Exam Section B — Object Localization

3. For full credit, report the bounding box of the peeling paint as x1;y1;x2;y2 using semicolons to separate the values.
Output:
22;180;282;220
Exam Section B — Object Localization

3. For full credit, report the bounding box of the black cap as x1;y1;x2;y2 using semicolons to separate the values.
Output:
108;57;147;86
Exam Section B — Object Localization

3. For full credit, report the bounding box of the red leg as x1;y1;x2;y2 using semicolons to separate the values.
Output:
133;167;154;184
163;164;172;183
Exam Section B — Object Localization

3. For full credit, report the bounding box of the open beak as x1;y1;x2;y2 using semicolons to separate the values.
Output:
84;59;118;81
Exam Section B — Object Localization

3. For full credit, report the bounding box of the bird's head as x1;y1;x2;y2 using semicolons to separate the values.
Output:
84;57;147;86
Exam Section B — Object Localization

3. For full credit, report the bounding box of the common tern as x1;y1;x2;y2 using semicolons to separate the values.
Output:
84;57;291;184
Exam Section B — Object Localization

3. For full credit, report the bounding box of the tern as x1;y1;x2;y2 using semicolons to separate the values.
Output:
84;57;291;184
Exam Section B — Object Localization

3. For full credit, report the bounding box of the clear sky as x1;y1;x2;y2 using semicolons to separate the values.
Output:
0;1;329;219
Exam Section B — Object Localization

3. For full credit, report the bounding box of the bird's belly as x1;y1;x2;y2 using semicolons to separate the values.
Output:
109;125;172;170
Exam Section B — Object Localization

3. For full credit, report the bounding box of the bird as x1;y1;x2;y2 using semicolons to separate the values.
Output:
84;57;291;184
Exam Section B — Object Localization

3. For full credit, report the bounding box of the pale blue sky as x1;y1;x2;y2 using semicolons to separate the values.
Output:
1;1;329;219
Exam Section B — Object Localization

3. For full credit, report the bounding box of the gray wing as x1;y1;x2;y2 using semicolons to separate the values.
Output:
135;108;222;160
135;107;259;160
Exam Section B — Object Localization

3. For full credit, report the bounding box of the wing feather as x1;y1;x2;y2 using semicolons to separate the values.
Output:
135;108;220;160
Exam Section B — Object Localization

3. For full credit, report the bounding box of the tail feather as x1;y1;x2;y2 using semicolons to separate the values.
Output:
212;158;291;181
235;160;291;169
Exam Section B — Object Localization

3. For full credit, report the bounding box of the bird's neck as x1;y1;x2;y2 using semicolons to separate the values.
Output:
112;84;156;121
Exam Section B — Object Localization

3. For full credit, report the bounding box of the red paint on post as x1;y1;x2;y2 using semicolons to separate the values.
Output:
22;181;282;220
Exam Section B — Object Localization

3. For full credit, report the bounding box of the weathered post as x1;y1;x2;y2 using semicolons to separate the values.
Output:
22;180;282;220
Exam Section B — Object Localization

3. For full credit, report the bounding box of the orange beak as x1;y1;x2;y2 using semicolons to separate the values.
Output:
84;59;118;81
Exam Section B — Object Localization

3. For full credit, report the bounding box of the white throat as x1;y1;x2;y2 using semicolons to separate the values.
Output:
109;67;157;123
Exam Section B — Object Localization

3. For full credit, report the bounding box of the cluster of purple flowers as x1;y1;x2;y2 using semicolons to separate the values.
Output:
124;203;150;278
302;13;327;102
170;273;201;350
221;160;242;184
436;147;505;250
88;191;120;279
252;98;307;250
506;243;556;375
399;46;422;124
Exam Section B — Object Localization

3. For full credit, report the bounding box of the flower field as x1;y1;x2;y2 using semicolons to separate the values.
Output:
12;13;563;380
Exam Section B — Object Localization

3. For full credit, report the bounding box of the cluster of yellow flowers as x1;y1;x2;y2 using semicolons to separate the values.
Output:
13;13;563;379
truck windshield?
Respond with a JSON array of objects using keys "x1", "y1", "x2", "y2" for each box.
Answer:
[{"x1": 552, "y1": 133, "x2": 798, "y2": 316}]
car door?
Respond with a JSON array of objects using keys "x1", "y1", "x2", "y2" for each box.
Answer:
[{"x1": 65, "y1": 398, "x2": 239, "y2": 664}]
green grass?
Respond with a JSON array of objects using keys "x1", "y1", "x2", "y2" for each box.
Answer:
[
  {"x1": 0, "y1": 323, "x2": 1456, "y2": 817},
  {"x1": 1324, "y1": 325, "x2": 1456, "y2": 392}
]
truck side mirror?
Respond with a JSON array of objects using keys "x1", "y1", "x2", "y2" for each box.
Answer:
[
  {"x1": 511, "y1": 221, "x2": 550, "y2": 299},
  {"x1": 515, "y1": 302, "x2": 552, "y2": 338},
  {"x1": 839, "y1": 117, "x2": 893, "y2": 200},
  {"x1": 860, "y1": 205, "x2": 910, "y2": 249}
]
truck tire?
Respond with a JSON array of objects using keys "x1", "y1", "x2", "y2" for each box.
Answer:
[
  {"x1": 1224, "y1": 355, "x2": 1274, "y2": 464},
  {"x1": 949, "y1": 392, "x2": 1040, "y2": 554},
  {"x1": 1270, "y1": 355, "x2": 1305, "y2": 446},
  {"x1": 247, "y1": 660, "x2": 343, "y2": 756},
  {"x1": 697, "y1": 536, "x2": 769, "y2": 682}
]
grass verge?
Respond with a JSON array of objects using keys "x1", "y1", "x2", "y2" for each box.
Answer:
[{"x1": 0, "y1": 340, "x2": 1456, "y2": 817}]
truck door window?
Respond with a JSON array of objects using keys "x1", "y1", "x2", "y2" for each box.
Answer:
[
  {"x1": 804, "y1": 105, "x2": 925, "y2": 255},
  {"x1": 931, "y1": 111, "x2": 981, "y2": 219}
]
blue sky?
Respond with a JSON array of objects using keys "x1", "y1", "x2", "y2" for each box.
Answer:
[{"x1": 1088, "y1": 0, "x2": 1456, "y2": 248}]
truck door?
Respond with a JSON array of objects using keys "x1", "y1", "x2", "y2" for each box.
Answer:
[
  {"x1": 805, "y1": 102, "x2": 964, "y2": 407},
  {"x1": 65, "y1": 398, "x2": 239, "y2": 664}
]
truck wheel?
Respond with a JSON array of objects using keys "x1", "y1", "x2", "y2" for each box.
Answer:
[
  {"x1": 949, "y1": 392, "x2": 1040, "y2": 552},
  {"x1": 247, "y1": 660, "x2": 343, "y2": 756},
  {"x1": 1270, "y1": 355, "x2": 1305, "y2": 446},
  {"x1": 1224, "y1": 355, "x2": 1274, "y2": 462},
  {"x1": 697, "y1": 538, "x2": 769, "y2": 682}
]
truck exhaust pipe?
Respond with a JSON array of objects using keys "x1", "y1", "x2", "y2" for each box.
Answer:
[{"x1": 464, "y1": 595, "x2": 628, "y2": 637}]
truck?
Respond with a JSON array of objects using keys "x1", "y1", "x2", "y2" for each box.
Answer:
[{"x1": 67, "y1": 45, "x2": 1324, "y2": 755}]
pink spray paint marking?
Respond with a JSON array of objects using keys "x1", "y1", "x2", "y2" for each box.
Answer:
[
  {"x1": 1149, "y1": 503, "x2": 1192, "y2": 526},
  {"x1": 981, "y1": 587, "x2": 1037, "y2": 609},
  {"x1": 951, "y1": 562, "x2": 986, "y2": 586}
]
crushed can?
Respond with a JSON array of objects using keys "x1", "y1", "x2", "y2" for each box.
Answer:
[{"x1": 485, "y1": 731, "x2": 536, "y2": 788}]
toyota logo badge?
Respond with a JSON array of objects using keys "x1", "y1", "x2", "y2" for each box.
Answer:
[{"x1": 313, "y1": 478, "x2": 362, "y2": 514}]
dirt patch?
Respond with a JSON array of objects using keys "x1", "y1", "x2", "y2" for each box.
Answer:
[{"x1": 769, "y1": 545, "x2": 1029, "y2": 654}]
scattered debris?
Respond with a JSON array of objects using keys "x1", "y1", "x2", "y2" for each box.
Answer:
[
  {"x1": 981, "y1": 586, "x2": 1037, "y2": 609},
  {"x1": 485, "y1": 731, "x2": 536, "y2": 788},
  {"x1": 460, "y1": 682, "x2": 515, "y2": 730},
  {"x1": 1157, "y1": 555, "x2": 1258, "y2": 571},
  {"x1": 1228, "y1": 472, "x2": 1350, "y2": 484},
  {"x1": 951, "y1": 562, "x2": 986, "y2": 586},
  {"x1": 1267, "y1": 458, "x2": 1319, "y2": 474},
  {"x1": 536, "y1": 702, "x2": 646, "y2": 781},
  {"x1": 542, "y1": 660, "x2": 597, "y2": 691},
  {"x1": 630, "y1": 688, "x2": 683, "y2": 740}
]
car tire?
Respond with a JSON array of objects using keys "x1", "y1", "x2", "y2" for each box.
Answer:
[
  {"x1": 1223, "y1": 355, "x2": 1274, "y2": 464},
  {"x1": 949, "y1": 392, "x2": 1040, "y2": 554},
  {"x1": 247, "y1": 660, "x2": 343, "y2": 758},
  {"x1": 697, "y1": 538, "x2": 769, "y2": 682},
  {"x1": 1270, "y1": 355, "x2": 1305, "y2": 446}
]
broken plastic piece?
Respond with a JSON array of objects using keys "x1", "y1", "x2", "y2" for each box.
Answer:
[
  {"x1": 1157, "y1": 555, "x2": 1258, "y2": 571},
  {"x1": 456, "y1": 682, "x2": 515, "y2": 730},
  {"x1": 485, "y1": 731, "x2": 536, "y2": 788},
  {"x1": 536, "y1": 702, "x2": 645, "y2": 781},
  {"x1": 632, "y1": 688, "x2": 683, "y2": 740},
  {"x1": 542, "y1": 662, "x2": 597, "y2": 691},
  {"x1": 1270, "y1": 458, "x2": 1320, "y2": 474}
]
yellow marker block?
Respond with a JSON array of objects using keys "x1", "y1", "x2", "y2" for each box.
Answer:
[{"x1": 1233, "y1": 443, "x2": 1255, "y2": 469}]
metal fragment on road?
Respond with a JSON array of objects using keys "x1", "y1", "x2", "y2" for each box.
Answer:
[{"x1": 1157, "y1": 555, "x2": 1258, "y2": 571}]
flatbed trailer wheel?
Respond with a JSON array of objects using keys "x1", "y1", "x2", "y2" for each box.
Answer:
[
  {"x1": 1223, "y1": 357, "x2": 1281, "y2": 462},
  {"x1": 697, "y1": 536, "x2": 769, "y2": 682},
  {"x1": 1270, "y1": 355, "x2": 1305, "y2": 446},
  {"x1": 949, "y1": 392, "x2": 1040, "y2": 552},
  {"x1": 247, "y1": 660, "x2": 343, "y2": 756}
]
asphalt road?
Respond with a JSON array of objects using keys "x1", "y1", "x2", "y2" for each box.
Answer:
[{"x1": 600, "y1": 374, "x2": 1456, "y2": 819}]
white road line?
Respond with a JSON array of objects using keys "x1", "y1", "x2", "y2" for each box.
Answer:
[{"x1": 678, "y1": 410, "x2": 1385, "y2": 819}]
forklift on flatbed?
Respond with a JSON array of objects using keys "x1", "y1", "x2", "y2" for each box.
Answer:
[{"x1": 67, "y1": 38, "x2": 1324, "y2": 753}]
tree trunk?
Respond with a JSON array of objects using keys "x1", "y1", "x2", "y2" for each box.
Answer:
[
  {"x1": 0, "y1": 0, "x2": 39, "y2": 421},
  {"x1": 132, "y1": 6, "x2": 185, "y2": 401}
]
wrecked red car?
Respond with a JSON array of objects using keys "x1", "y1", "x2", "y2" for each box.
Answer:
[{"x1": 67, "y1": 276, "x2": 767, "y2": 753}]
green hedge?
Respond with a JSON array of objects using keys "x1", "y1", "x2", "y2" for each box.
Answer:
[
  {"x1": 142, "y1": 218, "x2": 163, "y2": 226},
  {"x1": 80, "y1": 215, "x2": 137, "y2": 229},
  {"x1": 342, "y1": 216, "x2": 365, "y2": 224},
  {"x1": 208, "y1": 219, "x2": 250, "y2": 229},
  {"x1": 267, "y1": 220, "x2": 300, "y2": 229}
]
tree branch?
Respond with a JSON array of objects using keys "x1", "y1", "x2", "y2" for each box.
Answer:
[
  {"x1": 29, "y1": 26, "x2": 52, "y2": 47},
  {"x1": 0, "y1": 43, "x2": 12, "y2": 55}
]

= = = =

Reproduce the material word for word, from its first line up to and including the line with "84;57;147;86".

Exam Section B — Object Localization

3. For full credit, report the bounding box of the peeling paint as x1;y1;x2;y2 using semicolons to separate the values.
Output:
22;180;282;220
Exam Section B — Object Localization

3. For full credit, report the bounding box of the black cap as x1;y1;x2;y2 using semicolons to separate the values.
Output:
108;57;147;86
Exam Section B — Object Localization

3. For full credit, report the bounding box of the red leg as x1;y1;x2;y2 using semicolons to separate the values.
Output:
133;167;154;184
163;164;172;183
Exam Section B — Object Localization

3. For full credit, report the bounding box of the open beak as x1;y1;x2;y2 using semicolons to separate the values.
Output:
84;59;118;81
Exam Section B — Object Localization

3. For full credit, report the bounding box of the bird's head as x1;y1;x2;y2 using semicolons to separate the values.
Output:
84;57;147;86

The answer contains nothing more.